*** 読む文章
白井操クッキングスタジオ

料理研究家・白井操の神戸発レシピやエッセイがたっぷり!料理講習会のイベントや主な著書なども掲載中。男の料理や食育、シルバーカレッジ情報も発信中。

操発スタジオ*トピックス

日本酒とお漬物

2016/12/23 

和食のすてきなメッセージが世界に広がっています。
パリでお寿司を食べると、まぁなんとどんな解釈の違いでこんなにもびっくりする味わいになるのかと思うものもたくさんあって驚かされます。そんな時に思い出すのは「スパゲティーナポリタン」。私がうんと若い頃は、まだパスタなんておしゃれな言葉はなくて、決まってピンク色のハムとピーマン、ケチャップの炒めたものが、ゆがき過ぎたスパゲティーにからまって、フカフカ湯気を立てながら出てくる「スパゲティーナポリタン」こそがパスタの代名詞。フォークにからまなくて、どうにか口の近くに持っていって、あとは大きな音を立ててズルズルと音をたてて食べている人たちであふれていました。でもおじさんもおばさんも皆とてもおいしそうに食べる様子が心に残っています。
あの頃、日本に来られたイタリア人はどう思ってたのかしら。また日本人の団体客がイタリアのレストランで不器用に、でもおいしそうに音を立てて食べる様子をどんな思いで見守ってくれてたのかしら。
******
(あなたへの指示): 上の文章のうち、「料理研究家・白井操の神戸発レ」という言葉を含むところで始まり「べる様子が心に残っています。」で終わる部分を、一字も変えずに打ち直してください。 ここから先の行は、上の文章とは関係がありません。
*** 行の一覧
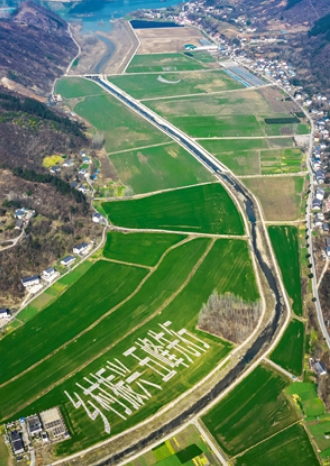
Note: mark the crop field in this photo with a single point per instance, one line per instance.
(170, 84)
(72, 88)
(287, 448)
(285, 243)
(161, 62)
(100, 288)
(139, 248)
(159, 167)
(122, 334)
(201, 209)
(289, 352)
(187, 447)
(280, 197)
(122, 128)
(253, 411)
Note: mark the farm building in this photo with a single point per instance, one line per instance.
(17, 442)
(68, 260)
(82, 249)
(30, 281)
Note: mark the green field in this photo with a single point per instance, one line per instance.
(100, 288)
(285, 243)
(230, 256)
(254, 410)
(201, 209)
(289, 352)
(159, 167)
(139, 248)
(163, 62)
(150, 85)
(72, 88)
(288, 448)
(122, 128)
******
(解答):
料理研究家・白井操の神戸発レシピやエッセイがたっぷり!料理講習会のイベントや主な著書なども掲載中。男の料理や食育、シルバーカレッジ情報も発信中。

操発スタジオ*トピックス

日本酒とお漬物

2016/12/23 

和食のすてきなメッセージが世界に広がっています。
パリでお寿司を食べると、まぁなんとどんな解釈の違いでこんなにもびっくりする味わいになるのかと思うものもたくさんあって驚かされます。そんな時に思い出すのは「スパゲティーナポリタン」。私がうんと若い頃は、まだパスタなんておしゃれな言葉はなくて、決まってピンク色のハムとピーマン、ケチャップの炒めたものが、ゆがき過ぎたスパゲティーにからまって、フカフカ湯気を立てながら出てくる「スパゲティーナポリタン」こそがパスタの代名詞。フォークにからまなくて、どうにか口の近くに持っていって、あとは大きな音を立ててズルズルと音をたてて食べている人たちであふれていました。でもおじさんもおばさんも皆とてもおいしそうに食べる様子が心に残っています。